Friday, May 22, 2009

Lebo School Board Raises Taxes by 30%

The title of the post reflects the course of action that the Mt. Lebanon School Board embarked on by passing its most recent budget. The "30%" increase in school taxes reflects what may come your way over the next five years. Of course, the tax increase may be much more than that. (Or it might be a mite less. Since last January, I've been arguing on this blog that the high school renovation alone would trigger a 20% tax increase.)

James Fraasch explains more at his blog.

Is everyone still happy with their not voting in last Tuesday's primary?
Bookmark and Share

2 Comments:

Blogger Bill Matthews said...

James Gets It!However, this budget is far better than many that have come before. For that reason I like it. We may have finally turned the corner on under-estimating revenue and over-estimating expenses in our budgets.

I have not looked at the numbers for awhile, but my recollection is the last significant tax increase generated a significant budget surplus.

Just dumb luck? Don't think so.

Mr. Allison's budget is about $1,000,000 less than the actual spend in 07-08. Some of that is accounting differences, Nevertheless it is substantial progress.

Some folks could be blasted out of their homes by the annual tax bill in a few years, if we are not mindful of our actions. Others will steer clear of the Bubble, no matter how nice it looks from the outside.

WORTH NOTING: The Municipality is about to borrow $2,000,000 for stuff. Things that could have and should have been in the operating budget and paid from current revenues. I wonder if we are going to put it on the Wimpy Financing Plan*, like the School District and Municipality have done with several of the recent bond issues.

Items drawn from a data source:
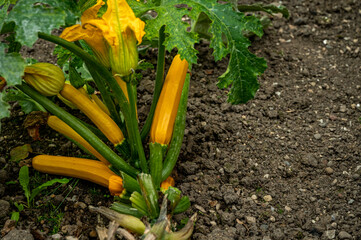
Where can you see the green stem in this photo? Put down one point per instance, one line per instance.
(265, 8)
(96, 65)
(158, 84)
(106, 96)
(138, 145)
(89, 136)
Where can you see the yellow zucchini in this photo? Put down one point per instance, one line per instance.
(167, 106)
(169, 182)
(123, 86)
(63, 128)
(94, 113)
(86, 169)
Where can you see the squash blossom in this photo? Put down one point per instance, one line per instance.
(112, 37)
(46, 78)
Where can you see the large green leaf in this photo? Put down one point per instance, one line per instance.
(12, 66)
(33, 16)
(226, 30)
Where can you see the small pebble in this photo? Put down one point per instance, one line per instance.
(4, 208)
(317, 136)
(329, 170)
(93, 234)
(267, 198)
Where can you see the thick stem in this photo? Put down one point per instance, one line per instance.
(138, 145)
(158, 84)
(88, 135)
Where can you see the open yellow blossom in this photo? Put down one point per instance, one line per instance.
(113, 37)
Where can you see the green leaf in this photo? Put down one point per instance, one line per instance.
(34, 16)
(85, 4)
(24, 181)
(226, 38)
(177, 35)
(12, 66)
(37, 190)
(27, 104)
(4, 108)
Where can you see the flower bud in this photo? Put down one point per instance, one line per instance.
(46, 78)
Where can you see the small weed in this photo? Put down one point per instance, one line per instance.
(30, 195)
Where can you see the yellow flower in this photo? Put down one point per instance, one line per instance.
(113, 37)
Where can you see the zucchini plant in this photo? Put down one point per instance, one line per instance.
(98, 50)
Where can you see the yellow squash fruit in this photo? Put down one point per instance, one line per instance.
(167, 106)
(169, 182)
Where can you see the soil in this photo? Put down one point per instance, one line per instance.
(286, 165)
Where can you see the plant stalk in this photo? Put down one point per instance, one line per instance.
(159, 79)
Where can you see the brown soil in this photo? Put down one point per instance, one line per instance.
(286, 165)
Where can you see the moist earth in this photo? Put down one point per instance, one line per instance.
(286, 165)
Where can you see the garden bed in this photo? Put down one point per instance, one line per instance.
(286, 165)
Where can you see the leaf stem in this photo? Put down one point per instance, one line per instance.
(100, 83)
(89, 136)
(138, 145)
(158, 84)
...
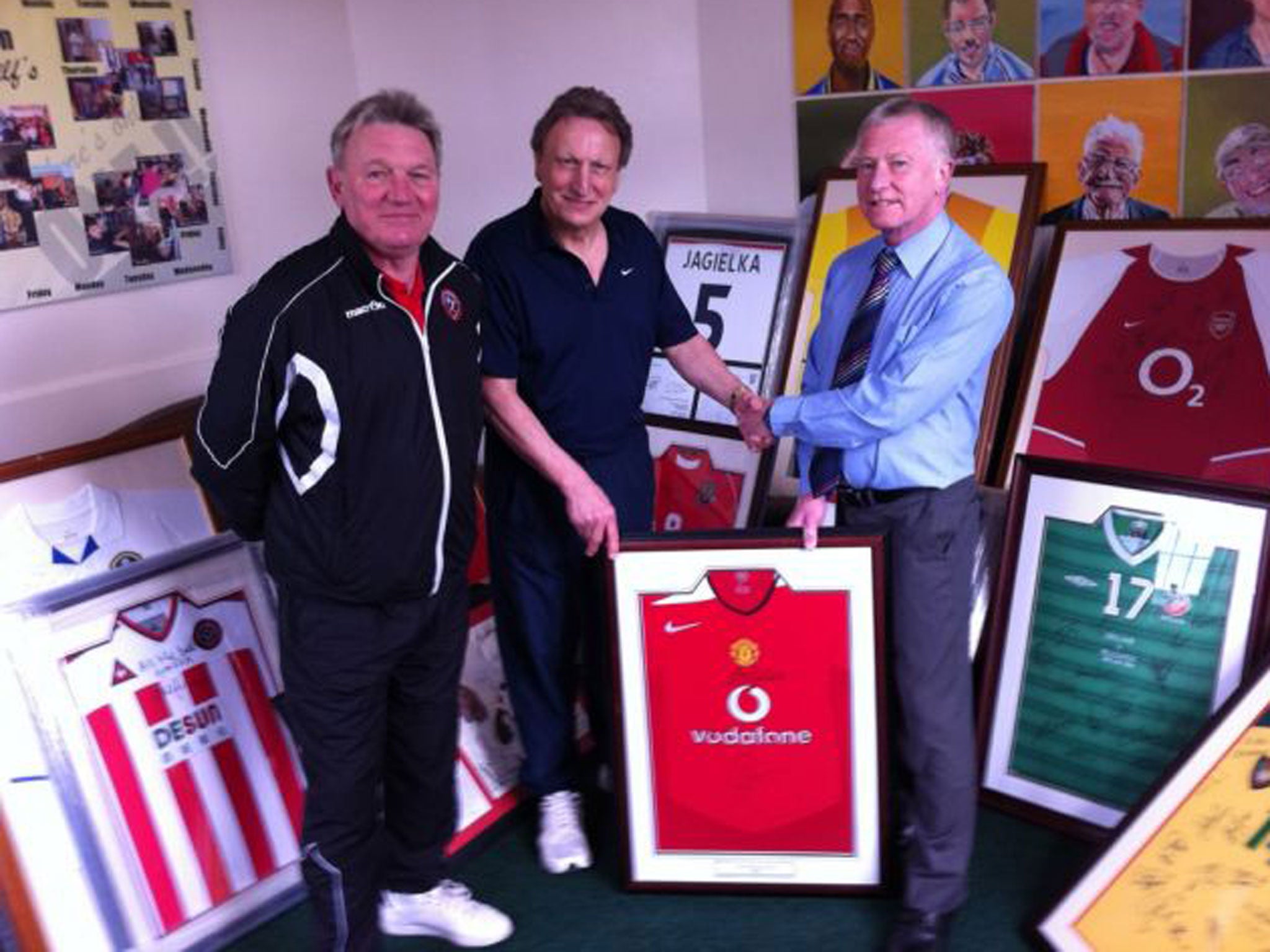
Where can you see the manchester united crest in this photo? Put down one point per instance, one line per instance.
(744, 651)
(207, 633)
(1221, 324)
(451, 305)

_Jobs_:
[A] Print the part of the school tax post between "Mr. Allison's budget" and "is substantial progress.", inclusive.
[B] Proceed with the school tax post, picking up right after its final sentence.
The items play no role here.

_Answers in order_:
[A]
Mr. Allison's budget is about $1,000,000 less than the actual spend in 07-08. Some of that is accounting differences, Nevertheless it is substantial progress.

[B]
The last School District issue that "wrapped" the bonds included $10,000,000 in extra interest. I would argue, that $10,000,000 would be better spent on education or not at all.

Bond wrapping is basically a minimum payment scheme, that defers principal payments and maximizes interest payments in the near term.

*Wimpy: "I will gladly pay you Tuesday, for a hamburger today." Taxing bodies love this approach.

May 22, 2009 10:29 PM  
Anonymous Bill Lewis said...

I would love to know what demographic group(s) did not vote on 5/19 in Lebo. Dave Franklin's comment to your Wednesday post on low turnout was perfect: look at your neighbors on either side of you and directly across the street....they might be representative of those (75%) who did not vote !

I appealed to the school board last year to limit the spending for the High School,etc., in particular consideration of the 76% of Lebo households without children in the district schools who are also on fixed or limited incomes. The president of the Washington Elementary PTA immediately followed me at the public podium and stated that I and others in the situation I referred to should sell our homes and move out of Lebo if we couldn't contend with tax hikes necessary to maintain our education excellance and attract young families with children.

With this in mind, here is how that suggestion might very well result in consequences that would significantly increase even more the likely tax increases you are referring to.

There are over 4,000 households in Lebo with folks over 65 years of age. If just 1,000 of those households decided they could no longer afford to remain in Lebo because of anticipated tax increases of all kinds, but primarily school taxes,and decide to leave Lebo and sell their homes to young couples each having one child who would enroll in MTLSD, it would increase MTLSD enrollment by 1,000 students. The current Lebo cost/student is $13,500 projected to increase to about $20,000 by 2014-2015 based on 100 + fewer students than now !

If we use only the current cost of $13,500 and factor it down to reflect both incremental costs & family earned income differences to a net $10,000 per new additional student for 1,000 students, the added cost would be $10,000,000 which today equates to 5 mills, or a 21% increase over current millage, just increased by 0.3 mills for 2009-2010. These 1,000 homes would likely generate no increase in RE taxes under the current base-year system, nor would they necessarily under a reassessment law with a revenue-neutral limitation overall.

So here is yet another possible consequence for the *big spenders* to contemplate as they demand more and more because "it's for the children".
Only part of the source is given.